* _YOUR TASK_: All pictures should be dropped, and only the lines from the top of the entries below through the line containing "Target: rear quarter window" repeated exactly, both ends included.

* _Dataset entries_:
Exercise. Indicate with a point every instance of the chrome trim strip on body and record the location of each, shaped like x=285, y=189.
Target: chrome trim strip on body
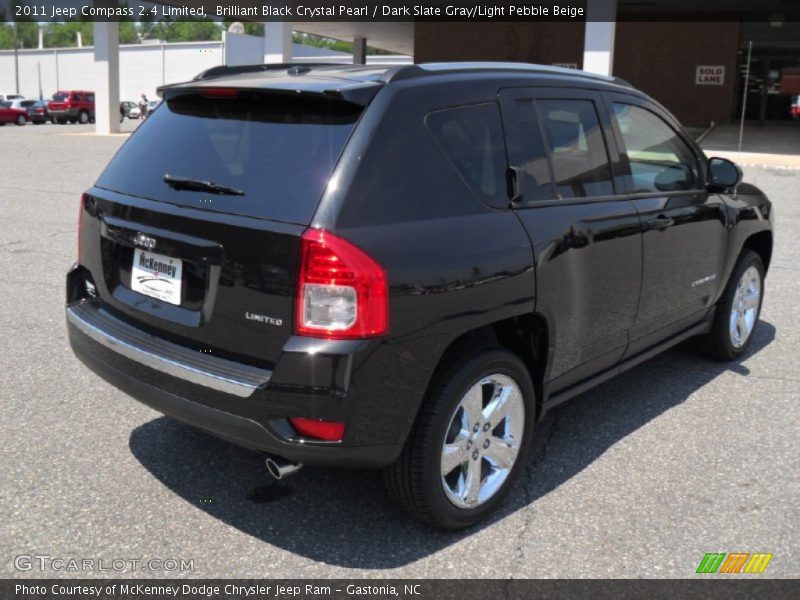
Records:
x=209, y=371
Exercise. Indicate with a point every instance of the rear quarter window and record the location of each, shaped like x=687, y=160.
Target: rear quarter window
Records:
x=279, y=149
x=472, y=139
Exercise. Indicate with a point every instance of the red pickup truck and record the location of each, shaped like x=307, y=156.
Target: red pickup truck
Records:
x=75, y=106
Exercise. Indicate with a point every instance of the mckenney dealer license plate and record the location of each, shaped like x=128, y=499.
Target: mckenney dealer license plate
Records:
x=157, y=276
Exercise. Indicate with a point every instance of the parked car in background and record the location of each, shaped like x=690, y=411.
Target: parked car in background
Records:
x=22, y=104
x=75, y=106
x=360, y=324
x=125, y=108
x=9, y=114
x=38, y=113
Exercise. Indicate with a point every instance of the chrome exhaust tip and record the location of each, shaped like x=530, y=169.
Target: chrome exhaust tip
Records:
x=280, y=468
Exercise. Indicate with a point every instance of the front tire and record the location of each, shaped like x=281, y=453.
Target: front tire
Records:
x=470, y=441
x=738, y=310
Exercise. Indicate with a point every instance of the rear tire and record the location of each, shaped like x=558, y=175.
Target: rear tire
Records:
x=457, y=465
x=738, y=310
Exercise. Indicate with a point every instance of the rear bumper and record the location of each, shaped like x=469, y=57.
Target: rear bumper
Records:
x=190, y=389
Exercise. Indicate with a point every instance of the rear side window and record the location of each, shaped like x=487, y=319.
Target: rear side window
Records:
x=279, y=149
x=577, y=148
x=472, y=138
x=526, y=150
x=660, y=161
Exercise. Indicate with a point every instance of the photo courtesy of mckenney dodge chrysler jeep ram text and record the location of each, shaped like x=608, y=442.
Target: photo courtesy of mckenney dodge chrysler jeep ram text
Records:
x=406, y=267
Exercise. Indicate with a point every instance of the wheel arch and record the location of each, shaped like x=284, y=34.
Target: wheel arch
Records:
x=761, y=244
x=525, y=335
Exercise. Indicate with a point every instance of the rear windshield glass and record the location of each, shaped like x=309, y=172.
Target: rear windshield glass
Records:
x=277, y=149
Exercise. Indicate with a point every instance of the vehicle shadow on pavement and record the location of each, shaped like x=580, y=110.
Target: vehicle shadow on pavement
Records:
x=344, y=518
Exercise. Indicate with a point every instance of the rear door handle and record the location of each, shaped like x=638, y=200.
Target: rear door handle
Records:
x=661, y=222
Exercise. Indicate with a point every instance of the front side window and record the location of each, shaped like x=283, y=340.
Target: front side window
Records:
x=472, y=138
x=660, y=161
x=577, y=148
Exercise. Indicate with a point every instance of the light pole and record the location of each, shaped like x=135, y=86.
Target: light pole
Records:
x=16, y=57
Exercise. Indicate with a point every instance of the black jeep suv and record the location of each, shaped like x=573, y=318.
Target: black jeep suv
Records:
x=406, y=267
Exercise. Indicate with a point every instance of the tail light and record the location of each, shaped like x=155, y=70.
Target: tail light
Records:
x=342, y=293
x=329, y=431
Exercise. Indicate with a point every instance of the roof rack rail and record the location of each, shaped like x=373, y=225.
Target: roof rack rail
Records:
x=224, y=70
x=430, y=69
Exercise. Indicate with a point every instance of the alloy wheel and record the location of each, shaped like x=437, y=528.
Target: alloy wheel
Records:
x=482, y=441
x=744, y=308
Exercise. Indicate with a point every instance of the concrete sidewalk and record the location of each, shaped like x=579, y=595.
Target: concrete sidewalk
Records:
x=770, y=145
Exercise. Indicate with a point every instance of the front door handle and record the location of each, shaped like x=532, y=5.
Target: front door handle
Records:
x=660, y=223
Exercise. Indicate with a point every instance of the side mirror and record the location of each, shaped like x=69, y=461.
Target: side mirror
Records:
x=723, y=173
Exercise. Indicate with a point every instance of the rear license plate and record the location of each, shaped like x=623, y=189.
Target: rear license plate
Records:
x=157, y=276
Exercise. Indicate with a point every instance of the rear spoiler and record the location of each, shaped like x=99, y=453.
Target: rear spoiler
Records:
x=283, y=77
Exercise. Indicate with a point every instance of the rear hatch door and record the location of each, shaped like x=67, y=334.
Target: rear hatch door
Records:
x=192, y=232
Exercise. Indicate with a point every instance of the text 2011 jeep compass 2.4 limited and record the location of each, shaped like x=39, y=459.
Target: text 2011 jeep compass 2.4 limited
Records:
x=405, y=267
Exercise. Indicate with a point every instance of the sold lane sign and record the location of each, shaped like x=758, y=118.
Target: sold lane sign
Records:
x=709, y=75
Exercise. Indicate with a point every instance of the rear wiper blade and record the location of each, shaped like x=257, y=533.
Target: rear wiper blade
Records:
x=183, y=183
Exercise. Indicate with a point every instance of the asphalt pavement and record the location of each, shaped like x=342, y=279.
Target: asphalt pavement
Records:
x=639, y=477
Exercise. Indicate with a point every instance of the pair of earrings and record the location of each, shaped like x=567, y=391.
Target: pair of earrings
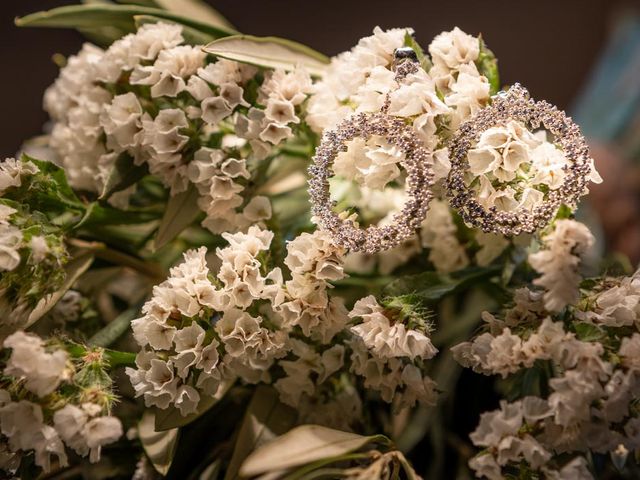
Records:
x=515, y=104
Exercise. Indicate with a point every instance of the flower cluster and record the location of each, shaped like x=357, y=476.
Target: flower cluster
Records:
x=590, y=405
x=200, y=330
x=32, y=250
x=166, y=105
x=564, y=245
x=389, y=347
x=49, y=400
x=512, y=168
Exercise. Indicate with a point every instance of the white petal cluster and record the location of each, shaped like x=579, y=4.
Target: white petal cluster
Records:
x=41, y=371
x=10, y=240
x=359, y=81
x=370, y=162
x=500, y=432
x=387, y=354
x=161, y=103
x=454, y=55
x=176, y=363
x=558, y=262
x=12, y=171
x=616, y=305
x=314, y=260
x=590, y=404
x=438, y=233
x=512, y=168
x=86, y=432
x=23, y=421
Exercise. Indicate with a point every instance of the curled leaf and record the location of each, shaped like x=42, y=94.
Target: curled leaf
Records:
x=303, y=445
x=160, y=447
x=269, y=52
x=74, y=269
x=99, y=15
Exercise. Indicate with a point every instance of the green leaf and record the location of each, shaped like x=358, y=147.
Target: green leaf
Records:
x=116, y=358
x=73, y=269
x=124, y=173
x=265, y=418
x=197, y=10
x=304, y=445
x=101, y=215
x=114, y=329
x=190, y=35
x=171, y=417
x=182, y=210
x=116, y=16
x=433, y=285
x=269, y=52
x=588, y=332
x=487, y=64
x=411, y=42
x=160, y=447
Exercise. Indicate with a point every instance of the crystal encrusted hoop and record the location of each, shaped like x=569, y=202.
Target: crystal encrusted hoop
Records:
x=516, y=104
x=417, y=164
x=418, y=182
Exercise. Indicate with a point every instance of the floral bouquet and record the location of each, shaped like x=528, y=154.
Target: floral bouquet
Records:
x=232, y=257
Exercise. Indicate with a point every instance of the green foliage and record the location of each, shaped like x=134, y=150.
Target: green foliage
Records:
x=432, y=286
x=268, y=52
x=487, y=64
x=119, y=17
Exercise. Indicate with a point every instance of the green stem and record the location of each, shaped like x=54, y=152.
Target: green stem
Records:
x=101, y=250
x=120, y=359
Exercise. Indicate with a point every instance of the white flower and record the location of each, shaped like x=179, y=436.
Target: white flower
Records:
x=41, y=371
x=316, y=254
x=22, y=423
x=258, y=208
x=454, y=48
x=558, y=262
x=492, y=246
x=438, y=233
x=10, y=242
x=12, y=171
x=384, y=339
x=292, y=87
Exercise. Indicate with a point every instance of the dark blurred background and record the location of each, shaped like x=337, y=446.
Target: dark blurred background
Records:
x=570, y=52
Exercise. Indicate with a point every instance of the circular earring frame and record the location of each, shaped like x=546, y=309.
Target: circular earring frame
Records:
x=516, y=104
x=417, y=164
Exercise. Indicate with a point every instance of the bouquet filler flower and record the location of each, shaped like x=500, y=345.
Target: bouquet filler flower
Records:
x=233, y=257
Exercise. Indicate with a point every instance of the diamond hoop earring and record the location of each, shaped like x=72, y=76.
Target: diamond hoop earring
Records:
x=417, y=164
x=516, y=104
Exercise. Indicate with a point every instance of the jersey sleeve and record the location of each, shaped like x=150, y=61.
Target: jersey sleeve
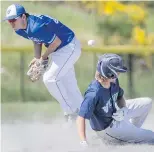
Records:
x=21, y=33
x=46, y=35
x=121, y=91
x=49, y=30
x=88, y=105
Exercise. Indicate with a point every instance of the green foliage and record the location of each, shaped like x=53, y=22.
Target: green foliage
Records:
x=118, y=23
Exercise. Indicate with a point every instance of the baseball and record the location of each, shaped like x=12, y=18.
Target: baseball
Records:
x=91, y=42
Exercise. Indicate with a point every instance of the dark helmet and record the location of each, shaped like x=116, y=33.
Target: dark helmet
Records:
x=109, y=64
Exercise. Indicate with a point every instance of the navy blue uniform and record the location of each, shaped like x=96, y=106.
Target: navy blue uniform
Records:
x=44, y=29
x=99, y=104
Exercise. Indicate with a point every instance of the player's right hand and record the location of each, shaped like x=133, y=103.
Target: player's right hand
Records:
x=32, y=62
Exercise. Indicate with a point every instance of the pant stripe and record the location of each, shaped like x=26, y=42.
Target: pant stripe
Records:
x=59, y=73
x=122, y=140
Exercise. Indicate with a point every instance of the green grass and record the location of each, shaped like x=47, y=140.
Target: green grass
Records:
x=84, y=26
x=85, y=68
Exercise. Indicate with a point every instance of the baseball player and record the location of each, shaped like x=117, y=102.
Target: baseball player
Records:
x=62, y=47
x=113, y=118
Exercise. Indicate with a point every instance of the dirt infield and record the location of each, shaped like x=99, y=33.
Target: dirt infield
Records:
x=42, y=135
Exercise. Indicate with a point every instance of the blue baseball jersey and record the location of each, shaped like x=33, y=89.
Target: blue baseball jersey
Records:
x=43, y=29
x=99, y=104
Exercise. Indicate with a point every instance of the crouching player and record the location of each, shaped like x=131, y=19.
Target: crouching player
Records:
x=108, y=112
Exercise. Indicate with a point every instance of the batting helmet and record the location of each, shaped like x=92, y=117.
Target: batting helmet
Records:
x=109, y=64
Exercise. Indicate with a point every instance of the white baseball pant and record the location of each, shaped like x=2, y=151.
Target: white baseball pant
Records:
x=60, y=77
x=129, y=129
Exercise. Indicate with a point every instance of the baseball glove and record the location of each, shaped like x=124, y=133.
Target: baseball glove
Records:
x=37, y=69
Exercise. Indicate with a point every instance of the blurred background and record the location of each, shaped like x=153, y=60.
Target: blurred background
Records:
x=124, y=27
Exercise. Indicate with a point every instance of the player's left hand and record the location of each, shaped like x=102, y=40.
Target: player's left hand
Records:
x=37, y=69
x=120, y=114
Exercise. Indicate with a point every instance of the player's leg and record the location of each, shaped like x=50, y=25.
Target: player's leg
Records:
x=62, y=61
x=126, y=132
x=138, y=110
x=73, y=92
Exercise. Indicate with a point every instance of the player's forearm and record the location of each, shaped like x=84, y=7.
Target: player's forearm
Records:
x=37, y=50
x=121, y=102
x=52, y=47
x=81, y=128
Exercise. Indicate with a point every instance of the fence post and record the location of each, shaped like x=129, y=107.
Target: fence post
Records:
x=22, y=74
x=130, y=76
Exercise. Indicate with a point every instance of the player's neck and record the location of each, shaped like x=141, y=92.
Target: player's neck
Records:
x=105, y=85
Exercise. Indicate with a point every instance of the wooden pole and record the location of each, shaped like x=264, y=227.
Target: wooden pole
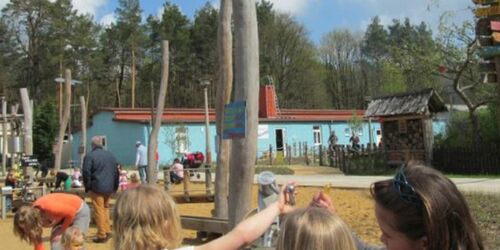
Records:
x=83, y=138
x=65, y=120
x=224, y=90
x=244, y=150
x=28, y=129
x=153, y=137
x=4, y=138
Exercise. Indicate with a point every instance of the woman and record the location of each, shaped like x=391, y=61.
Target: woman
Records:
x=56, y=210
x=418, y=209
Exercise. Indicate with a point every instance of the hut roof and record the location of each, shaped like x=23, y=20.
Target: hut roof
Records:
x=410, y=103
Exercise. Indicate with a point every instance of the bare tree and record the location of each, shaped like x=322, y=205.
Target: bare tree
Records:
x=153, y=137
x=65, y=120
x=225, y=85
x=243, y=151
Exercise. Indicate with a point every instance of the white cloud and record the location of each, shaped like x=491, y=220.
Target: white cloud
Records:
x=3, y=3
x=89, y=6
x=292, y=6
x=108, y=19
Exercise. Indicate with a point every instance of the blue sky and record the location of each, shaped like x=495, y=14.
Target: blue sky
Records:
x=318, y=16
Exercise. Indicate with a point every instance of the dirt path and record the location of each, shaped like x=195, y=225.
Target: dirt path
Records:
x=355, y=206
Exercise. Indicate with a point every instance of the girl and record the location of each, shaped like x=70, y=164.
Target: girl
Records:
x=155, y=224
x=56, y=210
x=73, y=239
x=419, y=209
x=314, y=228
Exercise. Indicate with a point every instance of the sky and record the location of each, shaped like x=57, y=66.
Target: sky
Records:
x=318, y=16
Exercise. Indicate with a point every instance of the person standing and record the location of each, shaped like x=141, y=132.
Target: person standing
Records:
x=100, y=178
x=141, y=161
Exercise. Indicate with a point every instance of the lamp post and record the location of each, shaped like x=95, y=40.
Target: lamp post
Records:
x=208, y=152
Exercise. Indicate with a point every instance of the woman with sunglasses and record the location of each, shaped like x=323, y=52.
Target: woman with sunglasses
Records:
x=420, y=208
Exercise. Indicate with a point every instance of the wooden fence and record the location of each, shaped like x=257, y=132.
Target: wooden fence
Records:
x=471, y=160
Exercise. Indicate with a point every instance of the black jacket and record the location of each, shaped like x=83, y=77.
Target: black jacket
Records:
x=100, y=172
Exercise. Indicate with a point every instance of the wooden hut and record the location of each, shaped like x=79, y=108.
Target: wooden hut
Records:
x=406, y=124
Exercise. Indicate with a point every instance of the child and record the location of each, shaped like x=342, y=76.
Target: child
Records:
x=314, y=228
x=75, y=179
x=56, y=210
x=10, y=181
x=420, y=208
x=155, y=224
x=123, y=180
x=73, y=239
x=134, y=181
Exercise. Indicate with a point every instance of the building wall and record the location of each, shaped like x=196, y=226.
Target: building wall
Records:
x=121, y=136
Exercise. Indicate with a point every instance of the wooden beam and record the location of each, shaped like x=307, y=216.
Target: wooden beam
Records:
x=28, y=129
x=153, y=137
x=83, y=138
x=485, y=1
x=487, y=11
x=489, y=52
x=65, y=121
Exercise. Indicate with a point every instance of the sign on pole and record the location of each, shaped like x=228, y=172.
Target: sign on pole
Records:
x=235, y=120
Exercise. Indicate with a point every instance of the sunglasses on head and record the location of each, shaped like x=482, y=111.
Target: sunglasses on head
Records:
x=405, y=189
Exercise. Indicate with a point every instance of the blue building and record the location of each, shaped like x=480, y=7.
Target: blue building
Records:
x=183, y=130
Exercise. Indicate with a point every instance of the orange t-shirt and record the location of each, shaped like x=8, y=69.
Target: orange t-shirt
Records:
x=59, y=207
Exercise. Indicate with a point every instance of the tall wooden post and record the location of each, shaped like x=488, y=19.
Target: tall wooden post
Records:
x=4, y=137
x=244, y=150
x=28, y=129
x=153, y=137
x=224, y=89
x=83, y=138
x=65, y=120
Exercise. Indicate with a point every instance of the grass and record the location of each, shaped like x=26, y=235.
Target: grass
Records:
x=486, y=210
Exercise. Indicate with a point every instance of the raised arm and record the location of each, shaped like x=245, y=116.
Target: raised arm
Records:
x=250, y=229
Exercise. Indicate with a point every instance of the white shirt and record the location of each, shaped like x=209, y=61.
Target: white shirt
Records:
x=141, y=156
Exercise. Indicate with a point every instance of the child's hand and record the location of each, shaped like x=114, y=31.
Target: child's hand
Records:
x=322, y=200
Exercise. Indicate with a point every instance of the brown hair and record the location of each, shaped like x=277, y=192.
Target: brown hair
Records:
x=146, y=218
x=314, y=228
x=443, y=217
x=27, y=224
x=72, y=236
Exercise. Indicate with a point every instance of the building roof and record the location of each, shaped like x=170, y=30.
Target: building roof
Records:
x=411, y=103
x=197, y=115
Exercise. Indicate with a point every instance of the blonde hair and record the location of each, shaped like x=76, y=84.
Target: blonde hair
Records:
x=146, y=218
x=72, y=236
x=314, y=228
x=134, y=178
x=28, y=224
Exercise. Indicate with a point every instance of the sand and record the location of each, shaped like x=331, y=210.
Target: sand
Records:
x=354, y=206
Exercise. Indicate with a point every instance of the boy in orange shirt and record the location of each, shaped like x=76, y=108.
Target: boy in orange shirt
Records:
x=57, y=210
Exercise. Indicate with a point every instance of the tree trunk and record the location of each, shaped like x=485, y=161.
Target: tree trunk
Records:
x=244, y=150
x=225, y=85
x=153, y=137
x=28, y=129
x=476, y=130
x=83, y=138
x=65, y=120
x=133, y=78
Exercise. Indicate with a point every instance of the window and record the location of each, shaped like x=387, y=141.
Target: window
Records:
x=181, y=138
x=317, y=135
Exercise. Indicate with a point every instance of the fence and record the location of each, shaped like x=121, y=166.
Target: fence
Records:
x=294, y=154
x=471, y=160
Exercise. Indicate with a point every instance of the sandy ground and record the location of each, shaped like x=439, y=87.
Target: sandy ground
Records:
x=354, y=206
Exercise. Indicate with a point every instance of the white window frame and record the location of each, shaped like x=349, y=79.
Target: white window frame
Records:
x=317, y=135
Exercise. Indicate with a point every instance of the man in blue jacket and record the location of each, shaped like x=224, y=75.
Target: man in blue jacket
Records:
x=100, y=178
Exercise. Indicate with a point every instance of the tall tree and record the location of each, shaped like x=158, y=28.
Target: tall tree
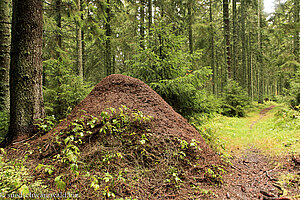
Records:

* _RESPONSE TO THIS EXERCISE_:
Exercise. Indicate with a point every instance of the chrome trim strip on body and record the location of each, shaped like x=285, y=189.
Target: chrome trim strip on body
Records:
x=209, y=371
Exercise. Indicate with a point every instance of the rear quarter window and record the location of each, shaped like x=687, y=160.
Target: rear quarter window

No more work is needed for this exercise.